Material to process: Begin

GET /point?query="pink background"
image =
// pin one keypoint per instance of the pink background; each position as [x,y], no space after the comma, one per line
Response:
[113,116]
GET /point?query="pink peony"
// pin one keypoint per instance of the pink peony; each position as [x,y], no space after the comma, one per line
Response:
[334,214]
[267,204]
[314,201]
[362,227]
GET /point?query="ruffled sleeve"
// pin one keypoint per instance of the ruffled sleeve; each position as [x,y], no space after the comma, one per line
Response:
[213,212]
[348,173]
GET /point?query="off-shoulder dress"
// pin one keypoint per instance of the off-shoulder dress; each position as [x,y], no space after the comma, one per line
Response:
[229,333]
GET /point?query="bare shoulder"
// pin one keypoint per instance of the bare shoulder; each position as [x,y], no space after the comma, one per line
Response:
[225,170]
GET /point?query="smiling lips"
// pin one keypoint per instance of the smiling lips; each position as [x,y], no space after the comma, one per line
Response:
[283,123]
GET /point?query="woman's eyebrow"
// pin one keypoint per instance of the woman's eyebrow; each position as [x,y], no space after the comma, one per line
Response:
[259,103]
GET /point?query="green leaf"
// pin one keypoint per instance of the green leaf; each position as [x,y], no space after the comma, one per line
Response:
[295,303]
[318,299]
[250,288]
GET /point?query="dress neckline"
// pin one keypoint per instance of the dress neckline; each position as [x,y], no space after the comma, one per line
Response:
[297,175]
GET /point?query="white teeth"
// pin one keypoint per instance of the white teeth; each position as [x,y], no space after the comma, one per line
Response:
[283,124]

Material to process: End
Material to process: Begin

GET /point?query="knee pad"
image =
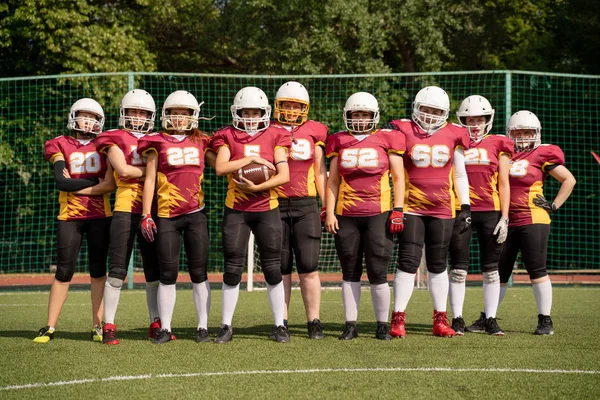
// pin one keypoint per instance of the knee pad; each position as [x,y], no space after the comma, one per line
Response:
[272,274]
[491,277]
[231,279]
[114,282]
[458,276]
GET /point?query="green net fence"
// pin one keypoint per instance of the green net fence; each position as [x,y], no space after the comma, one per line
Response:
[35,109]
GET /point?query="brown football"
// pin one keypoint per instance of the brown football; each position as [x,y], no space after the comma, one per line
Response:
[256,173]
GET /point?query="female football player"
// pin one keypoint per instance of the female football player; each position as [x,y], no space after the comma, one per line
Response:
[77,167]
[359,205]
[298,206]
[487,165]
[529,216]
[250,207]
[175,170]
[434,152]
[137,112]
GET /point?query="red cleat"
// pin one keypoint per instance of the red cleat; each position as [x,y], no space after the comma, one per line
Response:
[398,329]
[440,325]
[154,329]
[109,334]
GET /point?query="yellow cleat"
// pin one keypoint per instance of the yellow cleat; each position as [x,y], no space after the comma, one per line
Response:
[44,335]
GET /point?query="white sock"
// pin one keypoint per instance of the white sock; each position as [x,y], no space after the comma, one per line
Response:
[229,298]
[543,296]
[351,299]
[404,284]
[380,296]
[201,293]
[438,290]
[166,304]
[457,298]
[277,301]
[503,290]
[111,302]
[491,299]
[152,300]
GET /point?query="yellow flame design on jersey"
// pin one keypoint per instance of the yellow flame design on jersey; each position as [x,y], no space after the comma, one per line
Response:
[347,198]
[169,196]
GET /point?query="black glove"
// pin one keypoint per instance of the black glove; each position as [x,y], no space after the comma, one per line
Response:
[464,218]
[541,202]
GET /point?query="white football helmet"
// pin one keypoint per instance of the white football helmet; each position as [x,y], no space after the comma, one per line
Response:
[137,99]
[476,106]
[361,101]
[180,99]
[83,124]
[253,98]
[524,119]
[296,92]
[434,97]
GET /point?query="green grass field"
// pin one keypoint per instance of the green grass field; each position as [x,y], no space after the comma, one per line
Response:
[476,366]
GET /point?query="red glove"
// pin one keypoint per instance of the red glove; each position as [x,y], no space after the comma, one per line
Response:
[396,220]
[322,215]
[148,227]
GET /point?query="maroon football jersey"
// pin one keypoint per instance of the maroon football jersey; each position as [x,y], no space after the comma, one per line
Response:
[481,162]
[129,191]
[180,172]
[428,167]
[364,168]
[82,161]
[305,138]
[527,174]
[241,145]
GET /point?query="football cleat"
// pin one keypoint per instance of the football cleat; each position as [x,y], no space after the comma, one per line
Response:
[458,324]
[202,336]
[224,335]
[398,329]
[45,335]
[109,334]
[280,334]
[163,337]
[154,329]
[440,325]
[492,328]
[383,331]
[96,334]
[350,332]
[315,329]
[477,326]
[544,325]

Material to process: End

What is required: Each line of the data in which the string "flame" appears needs to be copied.

Solution below:
GET /point?query="yellow flame design on jersey"
// pin one keypoint per instance of the yellow flame design on jersey; each position as [x,y], no space after the comma, one per line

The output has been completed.